◆ **Excerpt to read**:

****************************************

The CMA's newest online continuing medical education (CME) course tackles chronic kidney disease (CKD), a condition that affects 10-15% of North American adults and is growing more prevalent as the baby boom generation ages.
The new English-language CME module, which focuses on primary care for CKD patients and the referral of adult patients with abnormal kidney function, involves a collaboration between the CMA, the Canadian Society of Nephrology and Memorial University of Newfoundland. The course has been accredited by both the College of Family Physicians of Canada and the Royal College of Physicians and Surgeons of Canada, and is available only to CMA members.
A background document for the course describes CKD as "an emerging public health problem" in Canada. "An aging population and the rapidly rising incidence of diabetes ensure that the prevalence of CKD and end stage renal failure will continue to grow over the coming years," it says. "There is also consensus in the nephrology community that CKD is underdiagnosed, suggesting that current statistics underestimate the true prevalence."
The background paper says 38,000 Canadians were living with kidney failure in 2009, compared with 11,000 in 1990. The largest increase occurred in older age groups, with prevalence rates escalating by more than 500% for those aged 75 and older. "The growth in the number of patients with CKD far exceeds the increase in renal disease specialists, pointing to the need to ensure that family physicians and others are well prepared to diagnose and manage the disease," it says.
The new course, which takes 1.5 hours to complete, is the first accredited CME course in Canada dealing with CKD. Registration details are available online.

****************************************

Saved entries
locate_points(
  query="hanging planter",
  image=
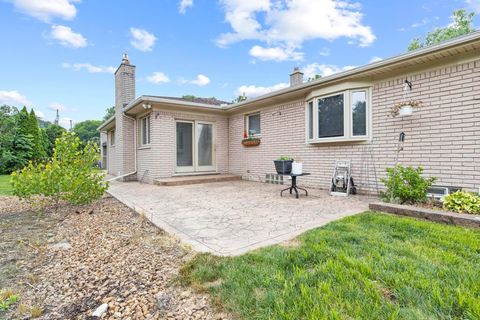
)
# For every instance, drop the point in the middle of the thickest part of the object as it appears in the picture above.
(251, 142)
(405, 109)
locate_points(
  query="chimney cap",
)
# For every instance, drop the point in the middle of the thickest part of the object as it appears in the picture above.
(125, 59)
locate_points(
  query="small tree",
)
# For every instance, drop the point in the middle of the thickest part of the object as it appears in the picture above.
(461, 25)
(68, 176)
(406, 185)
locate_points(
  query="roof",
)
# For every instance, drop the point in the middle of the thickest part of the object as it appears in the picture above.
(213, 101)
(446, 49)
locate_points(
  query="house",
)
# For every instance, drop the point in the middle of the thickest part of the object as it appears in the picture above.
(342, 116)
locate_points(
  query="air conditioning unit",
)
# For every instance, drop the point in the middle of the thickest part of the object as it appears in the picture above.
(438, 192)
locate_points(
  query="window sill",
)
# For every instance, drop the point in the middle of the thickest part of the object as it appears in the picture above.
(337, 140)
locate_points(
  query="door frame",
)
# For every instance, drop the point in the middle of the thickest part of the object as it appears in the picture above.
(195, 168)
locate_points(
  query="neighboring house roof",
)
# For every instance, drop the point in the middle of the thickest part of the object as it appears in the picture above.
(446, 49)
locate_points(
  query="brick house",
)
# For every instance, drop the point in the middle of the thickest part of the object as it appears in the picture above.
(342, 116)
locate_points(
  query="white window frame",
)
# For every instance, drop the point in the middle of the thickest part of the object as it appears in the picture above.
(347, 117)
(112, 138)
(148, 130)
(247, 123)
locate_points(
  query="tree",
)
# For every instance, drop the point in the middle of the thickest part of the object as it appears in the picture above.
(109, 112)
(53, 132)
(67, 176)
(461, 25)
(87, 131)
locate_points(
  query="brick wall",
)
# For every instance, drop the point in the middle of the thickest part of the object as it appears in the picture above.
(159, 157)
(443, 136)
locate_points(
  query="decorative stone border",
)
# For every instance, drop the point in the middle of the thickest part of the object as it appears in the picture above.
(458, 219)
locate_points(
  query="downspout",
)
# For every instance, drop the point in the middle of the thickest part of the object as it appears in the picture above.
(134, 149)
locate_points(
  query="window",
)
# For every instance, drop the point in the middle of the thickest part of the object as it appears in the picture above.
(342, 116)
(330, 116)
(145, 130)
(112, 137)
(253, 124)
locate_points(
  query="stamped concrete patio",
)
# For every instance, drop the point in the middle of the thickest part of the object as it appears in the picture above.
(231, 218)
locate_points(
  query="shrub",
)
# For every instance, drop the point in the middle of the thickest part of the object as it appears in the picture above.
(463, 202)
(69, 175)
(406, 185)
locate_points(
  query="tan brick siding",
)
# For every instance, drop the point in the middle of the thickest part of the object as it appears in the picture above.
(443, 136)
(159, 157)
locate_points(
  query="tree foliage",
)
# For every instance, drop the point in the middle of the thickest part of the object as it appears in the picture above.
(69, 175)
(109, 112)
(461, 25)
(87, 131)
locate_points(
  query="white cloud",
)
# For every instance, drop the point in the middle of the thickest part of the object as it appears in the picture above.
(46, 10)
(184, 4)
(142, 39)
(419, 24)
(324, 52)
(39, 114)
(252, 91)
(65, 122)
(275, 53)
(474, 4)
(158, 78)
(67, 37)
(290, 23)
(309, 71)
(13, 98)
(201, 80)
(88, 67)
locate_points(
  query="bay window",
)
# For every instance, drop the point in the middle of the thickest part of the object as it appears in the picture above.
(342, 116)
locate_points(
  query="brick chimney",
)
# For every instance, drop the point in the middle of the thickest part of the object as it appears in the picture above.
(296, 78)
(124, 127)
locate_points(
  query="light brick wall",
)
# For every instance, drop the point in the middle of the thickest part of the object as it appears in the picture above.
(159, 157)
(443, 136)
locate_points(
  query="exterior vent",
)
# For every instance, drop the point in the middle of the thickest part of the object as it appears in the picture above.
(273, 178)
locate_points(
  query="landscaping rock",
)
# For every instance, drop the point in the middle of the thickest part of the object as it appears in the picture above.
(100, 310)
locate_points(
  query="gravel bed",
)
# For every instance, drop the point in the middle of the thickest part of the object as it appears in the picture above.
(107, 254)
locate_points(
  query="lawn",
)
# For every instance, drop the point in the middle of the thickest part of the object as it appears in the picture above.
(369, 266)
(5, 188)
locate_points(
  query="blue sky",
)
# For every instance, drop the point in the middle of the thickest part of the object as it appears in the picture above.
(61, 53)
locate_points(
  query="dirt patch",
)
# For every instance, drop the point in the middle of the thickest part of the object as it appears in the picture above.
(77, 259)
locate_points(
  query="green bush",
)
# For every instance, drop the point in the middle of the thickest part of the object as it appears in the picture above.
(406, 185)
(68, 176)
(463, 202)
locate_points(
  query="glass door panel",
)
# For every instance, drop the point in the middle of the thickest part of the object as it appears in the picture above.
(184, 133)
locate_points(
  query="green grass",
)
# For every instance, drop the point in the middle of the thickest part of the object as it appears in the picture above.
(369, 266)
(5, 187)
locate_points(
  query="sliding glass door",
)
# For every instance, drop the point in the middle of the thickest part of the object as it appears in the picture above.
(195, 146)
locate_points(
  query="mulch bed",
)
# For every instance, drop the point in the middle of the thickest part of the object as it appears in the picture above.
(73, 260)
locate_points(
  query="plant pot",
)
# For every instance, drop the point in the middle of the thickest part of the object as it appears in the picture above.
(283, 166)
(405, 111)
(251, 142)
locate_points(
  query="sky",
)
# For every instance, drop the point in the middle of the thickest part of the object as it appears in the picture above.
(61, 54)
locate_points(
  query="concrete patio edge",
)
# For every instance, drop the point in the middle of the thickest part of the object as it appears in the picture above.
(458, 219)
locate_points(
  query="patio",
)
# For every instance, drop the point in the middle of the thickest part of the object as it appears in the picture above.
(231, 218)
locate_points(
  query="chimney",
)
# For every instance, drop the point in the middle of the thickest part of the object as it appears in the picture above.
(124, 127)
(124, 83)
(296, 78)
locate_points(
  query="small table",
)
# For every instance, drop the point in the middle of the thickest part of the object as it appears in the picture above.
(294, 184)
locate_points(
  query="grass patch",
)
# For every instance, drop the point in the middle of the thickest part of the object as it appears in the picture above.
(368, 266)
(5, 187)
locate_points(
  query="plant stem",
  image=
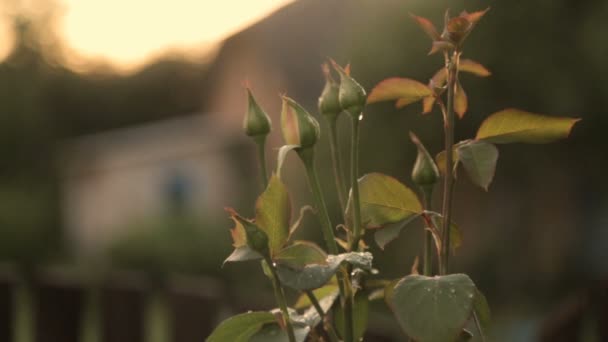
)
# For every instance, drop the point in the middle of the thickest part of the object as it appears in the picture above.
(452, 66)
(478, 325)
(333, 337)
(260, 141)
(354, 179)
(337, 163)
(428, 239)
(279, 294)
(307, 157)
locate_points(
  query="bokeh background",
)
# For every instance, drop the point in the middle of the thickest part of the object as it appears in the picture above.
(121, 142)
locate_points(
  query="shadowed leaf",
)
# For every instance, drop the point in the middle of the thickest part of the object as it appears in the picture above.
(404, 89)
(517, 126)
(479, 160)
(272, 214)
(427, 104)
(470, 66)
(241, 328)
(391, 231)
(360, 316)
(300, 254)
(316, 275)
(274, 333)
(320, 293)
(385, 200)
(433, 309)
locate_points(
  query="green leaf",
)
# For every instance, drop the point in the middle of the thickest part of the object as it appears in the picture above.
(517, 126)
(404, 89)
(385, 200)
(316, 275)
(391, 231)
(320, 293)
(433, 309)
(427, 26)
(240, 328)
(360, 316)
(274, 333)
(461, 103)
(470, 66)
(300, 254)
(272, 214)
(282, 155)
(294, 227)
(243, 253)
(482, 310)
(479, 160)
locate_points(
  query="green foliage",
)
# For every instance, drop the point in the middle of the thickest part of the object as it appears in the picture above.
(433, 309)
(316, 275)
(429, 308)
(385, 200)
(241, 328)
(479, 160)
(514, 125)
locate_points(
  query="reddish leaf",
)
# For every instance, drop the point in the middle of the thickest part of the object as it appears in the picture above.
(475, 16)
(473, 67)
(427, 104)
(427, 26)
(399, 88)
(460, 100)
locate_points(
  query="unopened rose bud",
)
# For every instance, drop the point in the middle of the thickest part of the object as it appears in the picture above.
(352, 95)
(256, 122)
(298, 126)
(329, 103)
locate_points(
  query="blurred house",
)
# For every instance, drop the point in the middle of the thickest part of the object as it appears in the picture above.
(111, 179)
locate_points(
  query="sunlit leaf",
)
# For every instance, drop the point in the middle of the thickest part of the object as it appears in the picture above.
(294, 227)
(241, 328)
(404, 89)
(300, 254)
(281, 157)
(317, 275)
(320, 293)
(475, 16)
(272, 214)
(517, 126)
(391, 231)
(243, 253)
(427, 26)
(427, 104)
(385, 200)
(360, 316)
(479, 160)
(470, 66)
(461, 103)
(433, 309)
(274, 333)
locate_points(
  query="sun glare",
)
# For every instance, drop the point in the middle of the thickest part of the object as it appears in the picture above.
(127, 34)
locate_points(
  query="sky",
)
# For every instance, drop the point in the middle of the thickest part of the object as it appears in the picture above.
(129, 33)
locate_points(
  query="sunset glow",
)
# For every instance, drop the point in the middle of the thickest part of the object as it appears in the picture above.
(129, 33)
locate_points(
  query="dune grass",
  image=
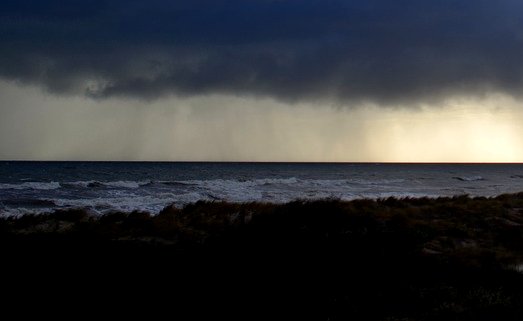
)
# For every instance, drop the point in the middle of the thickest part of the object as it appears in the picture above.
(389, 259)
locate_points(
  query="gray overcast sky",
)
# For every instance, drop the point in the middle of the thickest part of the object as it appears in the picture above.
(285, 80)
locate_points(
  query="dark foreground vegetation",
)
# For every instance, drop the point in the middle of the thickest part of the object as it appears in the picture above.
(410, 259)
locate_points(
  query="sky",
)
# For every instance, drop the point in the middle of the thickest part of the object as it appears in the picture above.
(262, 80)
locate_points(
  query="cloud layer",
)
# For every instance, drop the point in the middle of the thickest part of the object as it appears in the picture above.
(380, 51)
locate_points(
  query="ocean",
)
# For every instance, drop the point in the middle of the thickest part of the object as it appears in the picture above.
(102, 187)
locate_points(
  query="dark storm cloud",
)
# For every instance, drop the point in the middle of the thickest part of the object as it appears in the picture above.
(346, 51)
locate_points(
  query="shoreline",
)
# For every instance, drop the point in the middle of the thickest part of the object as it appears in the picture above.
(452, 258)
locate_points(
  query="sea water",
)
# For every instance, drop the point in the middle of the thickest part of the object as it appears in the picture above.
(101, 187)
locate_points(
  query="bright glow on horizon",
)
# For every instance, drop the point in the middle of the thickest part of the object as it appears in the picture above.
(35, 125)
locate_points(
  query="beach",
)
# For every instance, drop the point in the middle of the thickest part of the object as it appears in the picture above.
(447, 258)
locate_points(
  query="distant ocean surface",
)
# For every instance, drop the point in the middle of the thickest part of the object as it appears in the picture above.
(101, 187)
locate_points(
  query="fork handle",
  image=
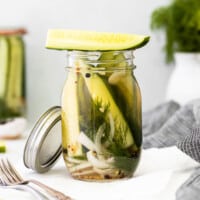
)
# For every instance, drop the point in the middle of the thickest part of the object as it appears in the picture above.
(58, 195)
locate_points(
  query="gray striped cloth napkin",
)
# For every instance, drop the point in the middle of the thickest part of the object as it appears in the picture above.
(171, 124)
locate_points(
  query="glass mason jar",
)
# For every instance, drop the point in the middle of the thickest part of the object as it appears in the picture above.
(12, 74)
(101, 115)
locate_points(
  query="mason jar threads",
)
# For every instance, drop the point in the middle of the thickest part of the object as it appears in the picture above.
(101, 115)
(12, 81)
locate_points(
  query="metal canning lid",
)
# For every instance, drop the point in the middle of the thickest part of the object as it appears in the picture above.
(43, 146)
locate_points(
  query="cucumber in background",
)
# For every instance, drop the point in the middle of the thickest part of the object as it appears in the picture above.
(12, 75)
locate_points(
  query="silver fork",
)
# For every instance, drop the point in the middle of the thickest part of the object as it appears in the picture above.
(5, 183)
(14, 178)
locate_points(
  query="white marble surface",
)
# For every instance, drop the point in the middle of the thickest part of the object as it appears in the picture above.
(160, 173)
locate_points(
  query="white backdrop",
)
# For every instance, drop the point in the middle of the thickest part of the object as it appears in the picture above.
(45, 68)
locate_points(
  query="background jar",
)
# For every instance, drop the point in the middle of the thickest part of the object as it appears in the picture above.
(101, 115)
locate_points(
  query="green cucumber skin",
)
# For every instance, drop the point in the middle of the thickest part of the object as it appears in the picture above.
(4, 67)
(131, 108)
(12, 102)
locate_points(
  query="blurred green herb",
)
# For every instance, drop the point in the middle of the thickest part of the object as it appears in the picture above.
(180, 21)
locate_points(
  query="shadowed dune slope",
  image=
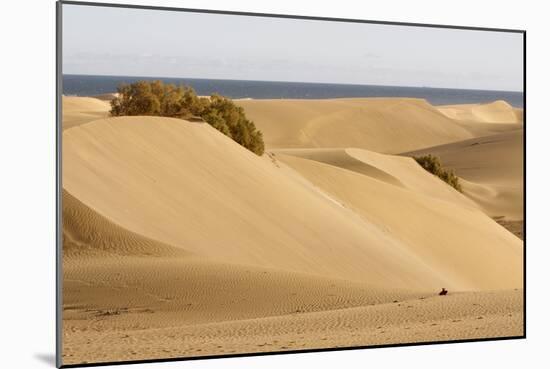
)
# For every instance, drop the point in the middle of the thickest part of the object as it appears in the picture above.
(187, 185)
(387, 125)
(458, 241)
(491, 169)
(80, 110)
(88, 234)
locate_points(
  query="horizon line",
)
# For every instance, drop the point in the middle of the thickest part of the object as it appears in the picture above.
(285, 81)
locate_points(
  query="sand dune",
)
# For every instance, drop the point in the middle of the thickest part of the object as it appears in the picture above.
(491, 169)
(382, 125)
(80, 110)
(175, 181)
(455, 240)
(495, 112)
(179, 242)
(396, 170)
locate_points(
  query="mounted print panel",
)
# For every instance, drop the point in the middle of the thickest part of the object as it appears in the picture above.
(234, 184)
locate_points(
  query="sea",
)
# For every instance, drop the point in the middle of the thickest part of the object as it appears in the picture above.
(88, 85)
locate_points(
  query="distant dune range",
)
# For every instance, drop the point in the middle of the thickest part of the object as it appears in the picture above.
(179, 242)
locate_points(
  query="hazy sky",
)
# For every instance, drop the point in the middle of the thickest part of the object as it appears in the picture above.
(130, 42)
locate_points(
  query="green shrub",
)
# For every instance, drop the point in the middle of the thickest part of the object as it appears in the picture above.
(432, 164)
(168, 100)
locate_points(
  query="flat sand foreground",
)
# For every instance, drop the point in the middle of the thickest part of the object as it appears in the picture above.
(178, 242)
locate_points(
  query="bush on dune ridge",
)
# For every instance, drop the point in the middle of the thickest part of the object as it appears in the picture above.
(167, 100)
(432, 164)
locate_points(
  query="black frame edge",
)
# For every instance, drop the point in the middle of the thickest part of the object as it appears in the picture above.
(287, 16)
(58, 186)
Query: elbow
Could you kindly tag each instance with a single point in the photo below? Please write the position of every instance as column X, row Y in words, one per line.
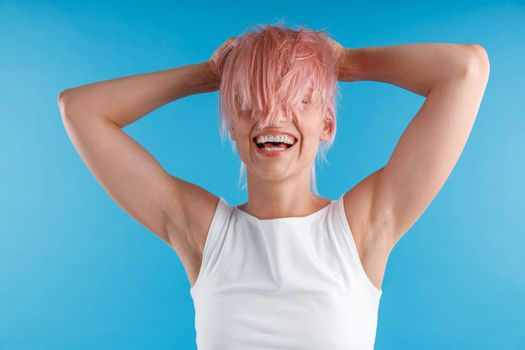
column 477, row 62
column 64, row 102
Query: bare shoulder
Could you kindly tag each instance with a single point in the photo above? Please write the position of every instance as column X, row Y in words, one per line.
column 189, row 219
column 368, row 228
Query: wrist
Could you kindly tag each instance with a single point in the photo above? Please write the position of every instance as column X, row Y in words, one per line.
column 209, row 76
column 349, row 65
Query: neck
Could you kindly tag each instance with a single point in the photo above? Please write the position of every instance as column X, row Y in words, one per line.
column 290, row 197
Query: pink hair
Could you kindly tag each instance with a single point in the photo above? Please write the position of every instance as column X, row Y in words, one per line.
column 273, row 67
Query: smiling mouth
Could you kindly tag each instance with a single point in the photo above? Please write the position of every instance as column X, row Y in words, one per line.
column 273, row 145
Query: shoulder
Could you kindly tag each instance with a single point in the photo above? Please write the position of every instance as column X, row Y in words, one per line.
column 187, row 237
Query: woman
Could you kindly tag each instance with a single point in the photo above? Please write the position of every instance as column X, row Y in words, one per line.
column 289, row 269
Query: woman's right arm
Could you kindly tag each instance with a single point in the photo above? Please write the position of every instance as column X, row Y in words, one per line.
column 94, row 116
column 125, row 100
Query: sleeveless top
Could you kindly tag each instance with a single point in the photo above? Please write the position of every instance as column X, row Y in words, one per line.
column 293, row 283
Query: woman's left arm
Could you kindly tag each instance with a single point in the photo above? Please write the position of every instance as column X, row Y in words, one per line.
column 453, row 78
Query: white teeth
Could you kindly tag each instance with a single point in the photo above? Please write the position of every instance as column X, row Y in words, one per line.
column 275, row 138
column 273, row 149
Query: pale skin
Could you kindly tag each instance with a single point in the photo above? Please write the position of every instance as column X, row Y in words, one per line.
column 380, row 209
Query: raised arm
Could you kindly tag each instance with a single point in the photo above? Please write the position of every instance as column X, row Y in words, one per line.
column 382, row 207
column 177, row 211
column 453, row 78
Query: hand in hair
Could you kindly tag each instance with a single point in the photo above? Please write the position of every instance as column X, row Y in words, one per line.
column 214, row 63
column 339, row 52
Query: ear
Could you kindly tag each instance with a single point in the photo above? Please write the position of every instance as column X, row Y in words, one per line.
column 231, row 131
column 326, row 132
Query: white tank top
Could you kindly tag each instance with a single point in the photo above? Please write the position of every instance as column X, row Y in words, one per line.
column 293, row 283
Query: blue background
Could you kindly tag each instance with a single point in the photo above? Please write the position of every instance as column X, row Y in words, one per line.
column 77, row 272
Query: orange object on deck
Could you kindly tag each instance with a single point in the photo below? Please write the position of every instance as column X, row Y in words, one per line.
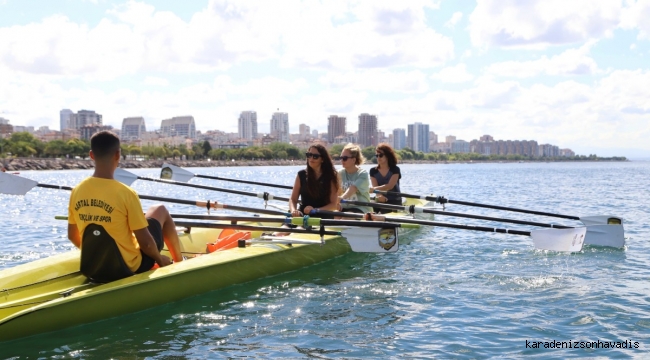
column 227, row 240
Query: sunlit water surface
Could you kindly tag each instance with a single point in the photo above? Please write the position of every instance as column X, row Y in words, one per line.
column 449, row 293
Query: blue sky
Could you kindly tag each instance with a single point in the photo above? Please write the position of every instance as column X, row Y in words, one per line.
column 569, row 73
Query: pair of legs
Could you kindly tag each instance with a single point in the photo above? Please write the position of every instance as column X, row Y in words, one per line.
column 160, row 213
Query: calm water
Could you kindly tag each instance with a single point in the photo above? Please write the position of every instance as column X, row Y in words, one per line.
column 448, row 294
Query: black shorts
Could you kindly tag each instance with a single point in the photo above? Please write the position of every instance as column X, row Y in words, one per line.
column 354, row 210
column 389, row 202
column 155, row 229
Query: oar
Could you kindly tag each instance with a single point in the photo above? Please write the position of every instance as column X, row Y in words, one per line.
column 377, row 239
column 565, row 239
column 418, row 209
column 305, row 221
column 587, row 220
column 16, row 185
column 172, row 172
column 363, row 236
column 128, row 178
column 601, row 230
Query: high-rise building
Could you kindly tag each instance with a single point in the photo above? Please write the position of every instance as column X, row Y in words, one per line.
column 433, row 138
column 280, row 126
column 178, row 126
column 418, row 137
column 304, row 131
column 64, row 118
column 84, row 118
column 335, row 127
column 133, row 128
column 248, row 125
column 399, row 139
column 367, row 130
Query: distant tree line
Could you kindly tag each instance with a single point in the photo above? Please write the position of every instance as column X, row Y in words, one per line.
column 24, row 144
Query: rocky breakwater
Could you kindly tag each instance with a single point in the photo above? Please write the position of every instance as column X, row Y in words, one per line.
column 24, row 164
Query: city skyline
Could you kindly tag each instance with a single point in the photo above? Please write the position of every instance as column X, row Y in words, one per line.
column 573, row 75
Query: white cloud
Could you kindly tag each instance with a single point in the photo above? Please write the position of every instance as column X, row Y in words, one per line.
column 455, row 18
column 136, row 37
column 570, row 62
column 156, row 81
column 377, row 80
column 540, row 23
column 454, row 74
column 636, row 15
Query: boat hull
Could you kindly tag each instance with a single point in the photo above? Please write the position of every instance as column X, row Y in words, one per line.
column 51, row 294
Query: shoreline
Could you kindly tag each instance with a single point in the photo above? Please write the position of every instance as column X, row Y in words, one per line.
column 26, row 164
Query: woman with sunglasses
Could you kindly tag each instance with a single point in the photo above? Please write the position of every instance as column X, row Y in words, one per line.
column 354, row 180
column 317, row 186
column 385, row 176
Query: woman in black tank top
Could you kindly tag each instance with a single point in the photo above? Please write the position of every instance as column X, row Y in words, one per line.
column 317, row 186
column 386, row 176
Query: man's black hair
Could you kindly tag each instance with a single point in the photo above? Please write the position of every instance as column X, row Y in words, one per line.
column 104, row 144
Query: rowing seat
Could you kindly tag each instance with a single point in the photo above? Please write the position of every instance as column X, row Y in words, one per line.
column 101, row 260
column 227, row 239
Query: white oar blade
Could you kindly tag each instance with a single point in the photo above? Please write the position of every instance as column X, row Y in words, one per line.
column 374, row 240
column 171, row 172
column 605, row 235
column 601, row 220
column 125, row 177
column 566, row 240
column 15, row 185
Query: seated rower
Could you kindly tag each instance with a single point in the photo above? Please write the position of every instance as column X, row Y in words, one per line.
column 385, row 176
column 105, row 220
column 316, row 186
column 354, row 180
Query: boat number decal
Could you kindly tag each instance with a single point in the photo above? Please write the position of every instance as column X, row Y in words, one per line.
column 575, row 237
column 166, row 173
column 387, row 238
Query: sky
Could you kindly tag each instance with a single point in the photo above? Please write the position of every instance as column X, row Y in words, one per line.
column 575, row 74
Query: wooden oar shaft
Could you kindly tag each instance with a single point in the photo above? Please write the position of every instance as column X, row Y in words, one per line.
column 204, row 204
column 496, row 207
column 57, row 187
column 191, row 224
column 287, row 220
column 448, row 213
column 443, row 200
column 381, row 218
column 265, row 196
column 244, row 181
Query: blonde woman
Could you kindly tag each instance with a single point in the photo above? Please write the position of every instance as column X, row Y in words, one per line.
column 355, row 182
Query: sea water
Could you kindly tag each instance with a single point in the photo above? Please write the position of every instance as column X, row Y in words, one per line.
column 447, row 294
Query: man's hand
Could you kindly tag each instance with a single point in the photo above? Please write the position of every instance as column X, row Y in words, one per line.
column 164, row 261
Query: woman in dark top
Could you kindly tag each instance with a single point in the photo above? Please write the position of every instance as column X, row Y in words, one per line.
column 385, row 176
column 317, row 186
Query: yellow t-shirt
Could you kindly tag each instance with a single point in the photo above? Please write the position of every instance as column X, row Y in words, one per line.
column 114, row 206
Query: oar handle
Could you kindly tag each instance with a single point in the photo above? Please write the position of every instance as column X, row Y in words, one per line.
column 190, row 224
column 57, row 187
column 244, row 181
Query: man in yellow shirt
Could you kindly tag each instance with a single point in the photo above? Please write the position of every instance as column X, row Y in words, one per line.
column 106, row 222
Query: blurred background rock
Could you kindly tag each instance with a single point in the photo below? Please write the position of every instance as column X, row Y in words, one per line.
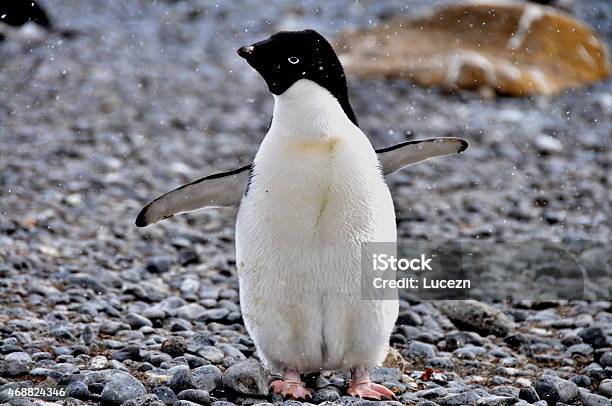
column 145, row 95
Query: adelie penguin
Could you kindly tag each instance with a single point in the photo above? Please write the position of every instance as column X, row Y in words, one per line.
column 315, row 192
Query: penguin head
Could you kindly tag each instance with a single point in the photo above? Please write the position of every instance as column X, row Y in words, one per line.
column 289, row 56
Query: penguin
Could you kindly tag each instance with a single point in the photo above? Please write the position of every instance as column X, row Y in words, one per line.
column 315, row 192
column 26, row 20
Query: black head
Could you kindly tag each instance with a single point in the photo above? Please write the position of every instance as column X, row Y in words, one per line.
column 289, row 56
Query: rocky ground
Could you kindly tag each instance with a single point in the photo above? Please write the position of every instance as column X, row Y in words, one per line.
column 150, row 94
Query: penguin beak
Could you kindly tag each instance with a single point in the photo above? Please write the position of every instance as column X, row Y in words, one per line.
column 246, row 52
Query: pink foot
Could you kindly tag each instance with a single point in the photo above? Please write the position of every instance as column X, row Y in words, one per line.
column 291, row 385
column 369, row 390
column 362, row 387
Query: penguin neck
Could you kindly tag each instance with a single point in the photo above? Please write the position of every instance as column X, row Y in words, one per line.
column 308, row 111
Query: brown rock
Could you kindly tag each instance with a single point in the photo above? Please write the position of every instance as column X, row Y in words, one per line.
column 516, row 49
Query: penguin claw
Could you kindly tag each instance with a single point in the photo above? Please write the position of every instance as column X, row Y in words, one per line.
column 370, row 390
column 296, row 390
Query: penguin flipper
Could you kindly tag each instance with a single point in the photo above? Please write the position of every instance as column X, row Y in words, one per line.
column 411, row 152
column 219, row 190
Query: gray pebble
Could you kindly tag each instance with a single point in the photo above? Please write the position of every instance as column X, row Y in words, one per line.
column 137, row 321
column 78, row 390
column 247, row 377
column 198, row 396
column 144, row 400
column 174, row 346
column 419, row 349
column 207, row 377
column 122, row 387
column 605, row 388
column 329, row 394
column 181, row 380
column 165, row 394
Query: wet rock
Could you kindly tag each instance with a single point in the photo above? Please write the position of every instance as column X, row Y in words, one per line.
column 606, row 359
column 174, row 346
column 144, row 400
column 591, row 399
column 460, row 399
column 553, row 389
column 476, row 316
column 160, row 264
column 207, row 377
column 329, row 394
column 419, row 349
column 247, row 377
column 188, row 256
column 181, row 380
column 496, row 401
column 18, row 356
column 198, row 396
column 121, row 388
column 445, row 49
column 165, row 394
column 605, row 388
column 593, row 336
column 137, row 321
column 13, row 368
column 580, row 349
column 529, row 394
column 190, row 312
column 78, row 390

****************************************

◆ **Your instructions**: Write out the stretch of the article on the kidney disease course from "The new English-language" through "to CMA members.", word for word. Work only from the article on the kidney disease course, not from the data.

◆ **Result of this exercise**:
The new English-language CME module, which focuses on primary care for CKD patients and the referral of adult patients with abnormal kidney function, involves a collaboration between the CMA, the Canadian Society of Nephrology and Memorial University of Newfoundland. The course has been accredited by both the College of Family Physicians of Canada and the Royal College of Physicians and Surgeons of Canada, and is available only to CMA members.